• _What the task requires_
Every line below containing the word "whole" should be found and copied.

Natural-language object grounding data:
....................
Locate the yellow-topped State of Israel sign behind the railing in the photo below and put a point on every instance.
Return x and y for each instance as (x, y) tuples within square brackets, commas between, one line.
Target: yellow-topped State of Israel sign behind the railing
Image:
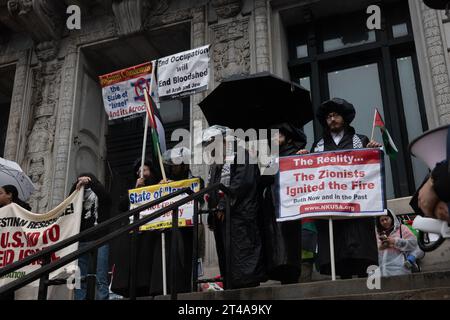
[(144, 195)]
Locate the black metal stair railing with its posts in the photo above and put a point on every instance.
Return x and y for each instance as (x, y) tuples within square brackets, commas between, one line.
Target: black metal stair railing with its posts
[(48, 266)]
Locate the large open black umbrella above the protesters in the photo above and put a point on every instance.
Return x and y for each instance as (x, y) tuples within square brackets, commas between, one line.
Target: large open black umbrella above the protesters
[(257, 101)]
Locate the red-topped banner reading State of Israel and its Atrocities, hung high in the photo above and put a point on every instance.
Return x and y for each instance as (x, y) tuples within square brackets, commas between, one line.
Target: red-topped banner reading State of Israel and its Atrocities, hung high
[(123, 90)]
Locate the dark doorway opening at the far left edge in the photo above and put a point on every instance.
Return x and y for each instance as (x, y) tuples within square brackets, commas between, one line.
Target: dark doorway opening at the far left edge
[(6, 88)]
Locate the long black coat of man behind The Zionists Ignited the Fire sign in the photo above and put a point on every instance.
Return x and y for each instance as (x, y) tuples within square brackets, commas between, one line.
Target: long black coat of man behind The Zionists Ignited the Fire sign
[(355, 245)]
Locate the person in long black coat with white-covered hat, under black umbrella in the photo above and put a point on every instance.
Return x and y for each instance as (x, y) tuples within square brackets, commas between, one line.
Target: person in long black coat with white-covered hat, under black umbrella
[(247, 267)]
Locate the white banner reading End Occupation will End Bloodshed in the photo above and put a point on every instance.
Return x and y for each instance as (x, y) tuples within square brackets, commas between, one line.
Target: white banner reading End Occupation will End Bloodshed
[(183, 73)]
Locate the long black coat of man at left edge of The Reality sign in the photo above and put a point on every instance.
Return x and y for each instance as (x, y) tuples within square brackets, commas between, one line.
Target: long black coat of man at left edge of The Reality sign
[(282, 240)]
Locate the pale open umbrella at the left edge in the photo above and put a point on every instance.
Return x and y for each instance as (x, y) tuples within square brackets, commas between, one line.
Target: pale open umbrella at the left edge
[(11, 173)]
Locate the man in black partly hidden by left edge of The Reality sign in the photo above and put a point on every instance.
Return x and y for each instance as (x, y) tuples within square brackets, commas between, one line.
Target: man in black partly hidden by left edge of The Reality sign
[(282, 240)]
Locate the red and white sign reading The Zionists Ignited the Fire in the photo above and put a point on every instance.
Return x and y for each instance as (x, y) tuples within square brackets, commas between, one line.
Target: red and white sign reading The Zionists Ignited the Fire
[(346, 183)]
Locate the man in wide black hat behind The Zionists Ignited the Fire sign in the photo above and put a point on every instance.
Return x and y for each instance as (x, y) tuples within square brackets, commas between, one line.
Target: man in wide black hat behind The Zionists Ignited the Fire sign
[(354, 240)]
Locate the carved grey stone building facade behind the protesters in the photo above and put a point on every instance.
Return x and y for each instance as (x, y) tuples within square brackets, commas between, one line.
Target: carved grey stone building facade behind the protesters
[(48, 72)]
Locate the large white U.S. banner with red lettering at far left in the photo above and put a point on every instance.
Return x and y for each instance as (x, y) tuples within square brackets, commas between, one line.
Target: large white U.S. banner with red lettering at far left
[(23, 233)]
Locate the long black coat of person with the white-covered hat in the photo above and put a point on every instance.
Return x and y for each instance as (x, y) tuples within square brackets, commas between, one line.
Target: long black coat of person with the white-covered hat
[(247, 267)]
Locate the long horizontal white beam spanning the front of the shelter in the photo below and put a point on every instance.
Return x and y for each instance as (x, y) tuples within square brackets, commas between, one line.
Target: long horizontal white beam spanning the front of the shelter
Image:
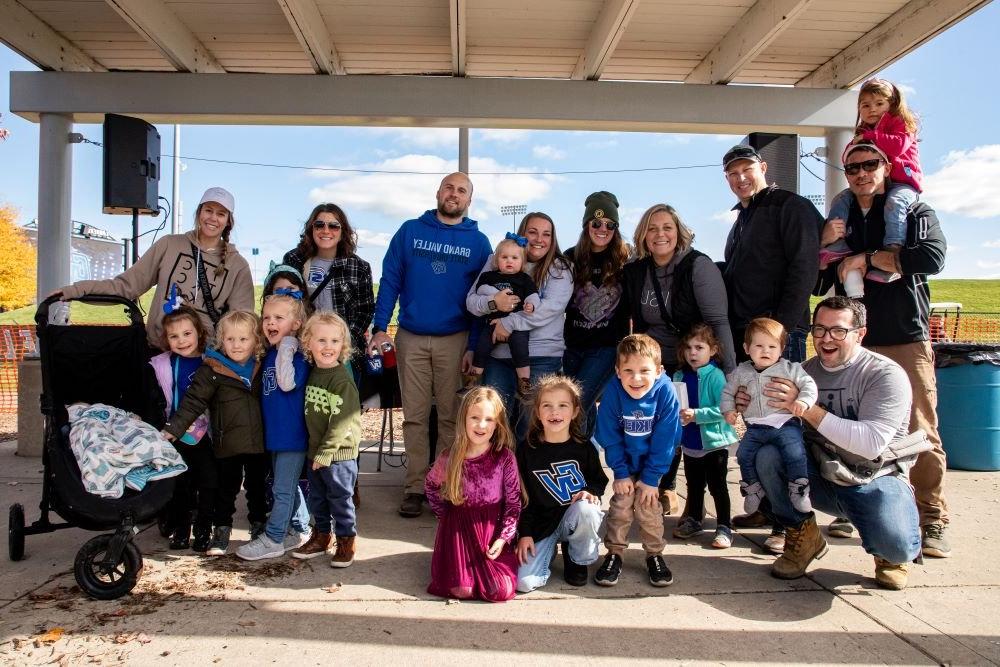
[(421, 101)]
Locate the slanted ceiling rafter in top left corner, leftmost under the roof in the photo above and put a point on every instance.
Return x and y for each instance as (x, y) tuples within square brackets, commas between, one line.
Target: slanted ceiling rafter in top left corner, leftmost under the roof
[(35, 40)]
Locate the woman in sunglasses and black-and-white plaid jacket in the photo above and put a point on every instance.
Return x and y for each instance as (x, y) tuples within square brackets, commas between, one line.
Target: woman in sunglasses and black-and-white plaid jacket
[(337, 279)]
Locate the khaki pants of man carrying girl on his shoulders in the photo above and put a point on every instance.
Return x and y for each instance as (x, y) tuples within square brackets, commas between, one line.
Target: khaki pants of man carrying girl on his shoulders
[(927, 475)]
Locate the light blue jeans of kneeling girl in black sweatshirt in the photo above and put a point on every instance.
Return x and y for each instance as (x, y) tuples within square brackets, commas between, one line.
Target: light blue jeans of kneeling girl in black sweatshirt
[(579, 527)]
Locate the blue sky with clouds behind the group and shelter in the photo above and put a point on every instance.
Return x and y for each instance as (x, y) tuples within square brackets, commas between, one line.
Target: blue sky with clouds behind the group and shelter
[(948, 81)]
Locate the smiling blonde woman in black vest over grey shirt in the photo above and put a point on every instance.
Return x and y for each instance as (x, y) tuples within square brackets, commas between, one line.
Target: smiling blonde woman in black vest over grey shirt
[(668, 289)]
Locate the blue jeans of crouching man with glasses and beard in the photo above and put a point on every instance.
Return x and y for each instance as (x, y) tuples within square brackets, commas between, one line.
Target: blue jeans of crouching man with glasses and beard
[(883, 510)]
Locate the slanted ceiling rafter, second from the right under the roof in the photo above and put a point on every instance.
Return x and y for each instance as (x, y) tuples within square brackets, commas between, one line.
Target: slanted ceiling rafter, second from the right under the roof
[(753, 32)]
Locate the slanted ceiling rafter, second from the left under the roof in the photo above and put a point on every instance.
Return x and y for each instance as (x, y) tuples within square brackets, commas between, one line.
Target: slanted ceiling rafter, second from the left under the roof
[(160, 27)]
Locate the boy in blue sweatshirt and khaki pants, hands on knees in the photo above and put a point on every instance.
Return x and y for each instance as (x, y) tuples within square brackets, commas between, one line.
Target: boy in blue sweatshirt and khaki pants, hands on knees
[(638, 426)]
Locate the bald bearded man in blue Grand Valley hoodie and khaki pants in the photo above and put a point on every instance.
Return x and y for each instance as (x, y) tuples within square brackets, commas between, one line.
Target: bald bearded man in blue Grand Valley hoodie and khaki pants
[(430, 265)]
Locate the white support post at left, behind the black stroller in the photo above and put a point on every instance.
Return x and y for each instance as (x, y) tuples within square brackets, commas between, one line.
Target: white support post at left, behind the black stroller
[(55, 190)]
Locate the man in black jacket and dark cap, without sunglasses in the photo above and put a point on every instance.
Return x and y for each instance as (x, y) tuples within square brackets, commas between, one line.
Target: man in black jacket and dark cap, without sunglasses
[(772, 253)]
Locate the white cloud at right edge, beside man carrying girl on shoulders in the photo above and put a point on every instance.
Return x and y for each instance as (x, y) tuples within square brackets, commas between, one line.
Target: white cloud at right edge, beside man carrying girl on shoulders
[(966, 183)]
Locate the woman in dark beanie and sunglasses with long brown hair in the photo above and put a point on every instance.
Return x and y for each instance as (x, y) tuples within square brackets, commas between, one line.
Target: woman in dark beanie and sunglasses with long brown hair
[(595, 317)]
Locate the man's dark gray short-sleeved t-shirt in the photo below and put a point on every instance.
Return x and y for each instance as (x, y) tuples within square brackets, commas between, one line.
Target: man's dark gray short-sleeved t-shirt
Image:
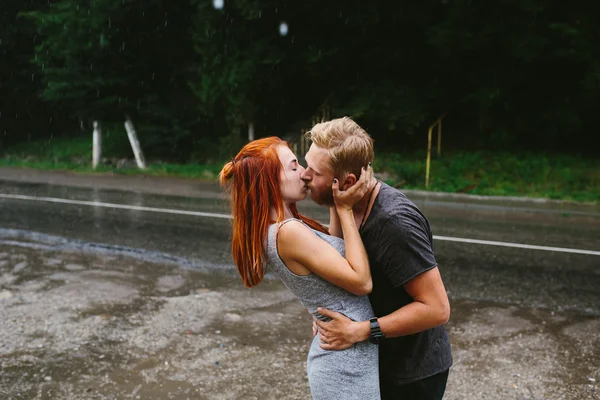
[(398, 240)]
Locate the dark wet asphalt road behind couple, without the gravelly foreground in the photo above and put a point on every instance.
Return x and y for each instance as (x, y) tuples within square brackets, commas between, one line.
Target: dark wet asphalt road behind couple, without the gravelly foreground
[(551, 279)]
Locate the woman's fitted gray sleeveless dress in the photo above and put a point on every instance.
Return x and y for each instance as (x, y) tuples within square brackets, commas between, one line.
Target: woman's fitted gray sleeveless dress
[(347, 374)]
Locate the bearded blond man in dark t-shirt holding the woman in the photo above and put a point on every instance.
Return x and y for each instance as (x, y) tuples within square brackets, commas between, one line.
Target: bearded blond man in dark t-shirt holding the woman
[(408, 297)]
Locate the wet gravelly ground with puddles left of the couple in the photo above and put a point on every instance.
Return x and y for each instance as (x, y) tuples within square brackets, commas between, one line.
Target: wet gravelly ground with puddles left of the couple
[(79, 324)]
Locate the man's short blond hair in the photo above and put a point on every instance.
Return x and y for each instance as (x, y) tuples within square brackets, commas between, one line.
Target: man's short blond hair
[(349, 146)]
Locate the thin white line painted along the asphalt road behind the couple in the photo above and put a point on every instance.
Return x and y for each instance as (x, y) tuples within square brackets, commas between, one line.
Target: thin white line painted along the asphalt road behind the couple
[(226, 216)]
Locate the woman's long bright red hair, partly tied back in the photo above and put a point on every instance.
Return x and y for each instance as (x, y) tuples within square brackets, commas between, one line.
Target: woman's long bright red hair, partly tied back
[(255, 190)]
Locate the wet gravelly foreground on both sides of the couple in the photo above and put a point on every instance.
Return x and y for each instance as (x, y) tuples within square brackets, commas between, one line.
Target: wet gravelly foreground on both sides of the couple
[(80, 324)]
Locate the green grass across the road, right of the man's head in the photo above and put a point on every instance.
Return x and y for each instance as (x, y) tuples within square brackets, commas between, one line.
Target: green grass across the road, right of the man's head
[(550, 176)]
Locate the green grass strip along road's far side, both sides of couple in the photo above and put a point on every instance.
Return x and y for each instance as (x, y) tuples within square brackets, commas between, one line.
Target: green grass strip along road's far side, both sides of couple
[(560, 177)]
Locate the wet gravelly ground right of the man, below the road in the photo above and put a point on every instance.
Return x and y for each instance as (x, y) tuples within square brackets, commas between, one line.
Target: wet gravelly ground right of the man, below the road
[(514, 352)]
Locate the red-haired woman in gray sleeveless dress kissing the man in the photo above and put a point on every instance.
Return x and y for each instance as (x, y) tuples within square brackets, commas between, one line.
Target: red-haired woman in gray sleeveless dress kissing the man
[(320, 269)]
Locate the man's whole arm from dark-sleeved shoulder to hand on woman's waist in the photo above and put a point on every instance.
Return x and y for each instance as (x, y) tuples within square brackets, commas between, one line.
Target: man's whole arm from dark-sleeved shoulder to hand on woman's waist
....................
• _Answer space_
Locate the man's whole arm from dark-sleeved shoulder to hand on woman's waist in the photo above and put a point on every instance.
Target: man's whole arm from dark-sleeved shoulder to hand on woman's waist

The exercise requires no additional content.